[Task objective]
Transcribe the records in full, keeping every character as it is.
--- begin Record list ---
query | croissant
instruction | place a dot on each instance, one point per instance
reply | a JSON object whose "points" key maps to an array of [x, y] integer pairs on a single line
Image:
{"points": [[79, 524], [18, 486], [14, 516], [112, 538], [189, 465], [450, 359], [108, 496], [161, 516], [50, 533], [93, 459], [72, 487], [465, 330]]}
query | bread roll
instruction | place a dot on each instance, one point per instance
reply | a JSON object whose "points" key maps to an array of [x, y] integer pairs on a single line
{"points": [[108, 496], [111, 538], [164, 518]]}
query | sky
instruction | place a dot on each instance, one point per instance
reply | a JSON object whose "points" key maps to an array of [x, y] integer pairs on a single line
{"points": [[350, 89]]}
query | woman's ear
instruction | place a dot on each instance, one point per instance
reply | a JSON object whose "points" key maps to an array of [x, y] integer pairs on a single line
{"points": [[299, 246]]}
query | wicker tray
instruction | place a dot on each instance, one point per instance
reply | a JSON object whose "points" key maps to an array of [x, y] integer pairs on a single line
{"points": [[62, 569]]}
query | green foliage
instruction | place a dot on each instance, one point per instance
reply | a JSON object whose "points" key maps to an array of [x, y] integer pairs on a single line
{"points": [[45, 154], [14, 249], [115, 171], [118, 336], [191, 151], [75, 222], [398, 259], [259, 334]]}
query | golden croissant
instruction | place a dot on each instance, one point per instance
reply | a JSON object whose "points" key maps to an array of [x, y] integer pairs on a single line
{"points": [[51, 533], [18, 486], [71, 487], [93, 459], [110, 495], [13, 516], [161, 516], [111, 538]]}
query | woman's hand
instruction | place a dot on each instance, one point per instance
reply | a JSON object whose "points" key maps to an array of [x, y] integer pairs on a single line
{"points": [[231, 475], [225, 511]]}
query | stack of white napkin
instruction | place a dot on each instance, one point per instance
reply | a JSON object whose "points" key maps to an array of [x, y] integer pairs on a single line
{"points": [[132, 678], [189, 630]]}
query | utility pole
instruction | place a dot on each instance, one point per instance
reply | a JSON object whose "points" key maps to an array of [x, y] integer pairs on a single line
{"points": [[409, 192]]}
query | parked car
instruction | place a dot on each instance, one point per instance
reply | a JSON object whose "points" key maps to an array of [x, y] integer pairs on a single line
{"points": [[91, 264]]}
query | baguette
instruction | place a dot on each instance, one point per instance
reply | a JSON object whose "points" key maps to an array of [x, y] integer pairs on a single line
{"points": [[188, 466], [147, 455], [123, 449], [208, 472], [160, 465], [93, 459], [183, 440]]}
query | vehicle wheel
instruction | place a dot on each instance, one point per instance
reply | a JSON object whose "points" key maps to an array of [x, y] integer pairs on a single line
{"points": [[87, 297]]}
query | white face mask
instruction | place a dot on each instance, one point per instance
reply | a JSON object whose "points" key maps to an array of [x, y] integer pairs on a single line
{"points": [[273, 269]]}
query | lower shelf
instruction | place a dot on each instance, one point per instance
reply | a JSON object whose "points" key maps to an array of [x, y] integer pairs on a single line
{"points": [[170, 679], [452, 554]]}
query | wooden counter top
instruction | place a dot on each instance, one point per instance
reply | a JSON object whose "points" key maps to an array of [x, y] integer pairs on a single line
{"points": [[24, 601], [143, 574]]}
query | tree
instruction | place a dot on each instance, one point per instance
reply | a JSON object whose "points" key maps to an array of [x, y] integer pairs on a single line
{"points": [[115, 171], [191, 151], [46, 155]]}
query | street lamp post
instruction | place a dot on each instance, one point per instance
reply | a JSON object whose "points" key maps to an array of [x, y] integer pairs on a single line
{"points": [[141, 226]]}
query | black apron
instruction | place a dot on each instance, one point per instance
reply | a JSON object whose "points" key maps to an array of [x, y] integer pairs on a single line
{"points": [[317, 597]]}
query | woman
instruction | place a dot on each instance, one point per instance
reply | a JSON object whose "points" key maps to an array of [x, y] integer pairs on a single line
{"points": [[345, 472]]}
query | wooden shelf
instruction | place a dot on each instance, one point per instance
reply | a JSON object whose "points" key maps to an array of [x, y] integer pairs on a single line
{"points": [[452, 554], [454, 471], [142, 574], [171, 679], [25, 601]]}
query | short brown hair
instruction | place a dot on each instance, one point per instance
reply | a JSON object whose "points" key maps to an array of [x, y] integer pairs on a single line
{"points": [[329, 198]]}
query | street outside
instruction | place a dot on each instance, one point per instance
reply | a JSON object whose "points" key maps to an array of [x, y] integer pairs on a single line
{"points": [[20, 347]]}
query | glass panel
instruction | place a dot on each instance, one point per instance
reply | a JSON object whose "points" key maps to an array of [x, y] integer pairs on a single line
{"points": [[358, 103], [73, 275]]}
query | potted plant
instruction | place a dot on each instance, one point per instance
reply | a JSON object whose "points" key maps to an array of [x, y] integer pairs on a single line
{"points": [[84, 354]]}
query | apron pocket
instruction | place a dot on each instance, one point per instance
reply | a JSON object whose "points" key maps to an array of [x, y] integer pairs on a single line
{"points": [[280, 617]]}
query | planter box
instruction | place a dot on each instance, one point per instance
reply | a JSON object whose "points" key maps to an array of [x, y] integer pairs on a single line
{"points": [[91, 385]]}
--- end Record list ---
[Problem solution]
query | croissant
instruction | place a dot on each instance, one point per instance
reply | a JSON object whose "points" key maps to an array of [x, y] integer pairs on a single line
Image:
{"points": [[79, 524], [18, 486], [14, 516], [112, 538], [189, 465], [450, 359], [108, 496], [161, 516], [50, 533], [93, 459], [72, 487], [465, 330]]}
query | bread roll
instruction | place a dot on each instance, one point per instance
reply | a JSON object whose "points" key maps to an array of [x, y] integer pairs on a single line
{"points": [[108, 496], [111, 538], [164, 518]]}
query | sky
instruction | place a dot on each instance, one point per instance
reply | a JSON object whose "points" key maps to an array of [x, y] integer pairs on a single line
{"points": [[350, 89]]}
query | woman's ear
instruction | place a dot on each instance, one point per instance
reply | a JSON object whose "points" key maps to an array of [x, y] integer pairs on a single line
{"points": [[299, 246]]}
query | wicker tray
instruction | place a dot on each instance, one point per instance
reply | a JSON object whose "points" key maps to an array of [x, y] integer pairs on a single line
{"points": [[62, 569]]}
query | green foliage
instruction | place a dot on each instance, one point per instance
reply | a JSON object whose "points" key maps to an array of [x, y] integer pairs on a single line
{"points": [[45, 154], [14, 249], [115, 171], [118, 336], [191, 151], [75, 222], [398, 259], [259, 334]]}
query | golden croissant
instruction | place a dot on each instance, one point per instance
reply | a JSON object whose "points" key maps to an array of [x, y] integer pairs on a single line
{"points": [[51, 533], [18, 486], [71, 487], [93, 459], [110, 495], [13, 516], [161, 516], [111, 538]]}
query | woman's hand
instruction | place a dot on each instance, one point per instance
reply | a JSON object whose "points" key maps to an array of [x, y] integer pairs on a single line
{"points": [[231, 475], [225, 511]]}
query | stack of white napkin
instruction | place a dot on each instance, one point per instance
reply | a JSON object whose "points" key maps to an array of [x, y] integer pairs on a single line
{"points": [[132, 678], [189, 630]]}
query | utility pole
instruction | place a dot on each instance, one point per instance
reply | a JSON object whose "points" key maps to an array of [x, y] integer pairs on a single line
{"points": [[409, 192]]}
query | parked car
instruction | place a dot on each instance, one point per instance
reply | a JSON object whose "points" key maps to an array of [x, y] integer pairs on a single line
{"points": [[91, 264]]}
query | baguette
instruction | place a dot on each instance, one point per instance
reply | a JSON object whose "points" key maps to an array of [x, y] integer pairs on a single line
{"points": [[188, 466], [147, 455], [123, 449], [208, 472], [160, 465], [93, 459], [183, 440]]}
query | vehicle wheel
instruction | place a dot on each instance, one point per instance
reply | a JSON object whose "points" key maps to an array of [x, y] integer pairs on a single line
{"points": [[87, 297]]}
query | white face mask
instruction | place a dot on each instance, one point per instance
reply | a JSON object whose "points" key maps to an array of [x, y] integer pairs on a single line
{"points": [[273, 269]]}
query | lower shelf
instruction | place a dot on each instance, one point per instance
reply | a JSON object whose "points" key maps to an array of [x, y] integer pairs on a single line
{"points": [[170, 679], [452, 554]]}
query | wooden counter top
instruction | place a dot on each instance, one point per instance
reply | a JSON object whose "points" key maps to an array of [x, y] integer pairs on a single line
{"points": [[24, 601], [143, 574]]}
query | tree
instruction | place a dot on each instance, one point per instance
reply | a JSON object whose "points" key maps to an array of [x, y] integer pairs on a single line
{"points": [[115, 171], [191, 151], [46, 155]]}
query | street lamp post
instruction | place a dot on each instance, one point per instance
reply | a JSON object whose "points" key maps to an array of [x, y] integer pairs on a single line
{"points": [[141, 226]]}
query | black apron
instruction | place a dot on each instance, one point per instance
reply | a JSON object whose "points" key maps to an array of [x, y] integer pairs on a single line
{"points": [[317, 597]]}
query | woman
instruction | place a dot on each instance, one point per instance
reply | a JSON object whose "points" key maps to an array of [x, y] integer pairs on a single line
{"points": [[345, 472]]}
query | wooden shelf
instruction | place a dot on each instance, one point per instance
reply | a JSON object whose "points" key maps to an array of [x, y] integer pairs on a single line
{"points": [[452, 554], [454, 471], [142, 574], [171, 679], [25, 601]]}
query | short brown hair
instruction | place a dot on each instance, one point per instance
reply | a JSON object whose "points" key maps to an array of [x, y] integer pairs on a single line
{"points": [[329, 198]]}
query | street outside
instruction | place a dot on each instance, one point per instance
reply | a JSON object whose "points" key maps to an array of [x, y] integer pairs on a single line
{"points": [[20, 347]]}
query | glass panel
instruction | place a dot on each instance, one point per instance
reply | a JSON object whose "points" key maps to an array of [x, y] integer pairs on a single line
{"points": [[358, 103], [73, 275]]}
query | potted plant
instruction | place a dot on each instance, one point per instance
reply | a JSON object whose "points" key maps to an array of [x, y] integer pairs on a single line
{"points": [[84, 354]]}
query | apron pocket
instruction | place a dot on each instance, one point per instance
reply | a JSON object whose "points" key maps to an array of [x, y] integer pairs on a single line
{"points": [[280, 617]]}
query | planter box
instruction | place a dot on each instance, one point per instance
reply | a JSON object whose "points" key maps to an array of [x, y] integer pairs on a single line
{"points": [[91, 385]]}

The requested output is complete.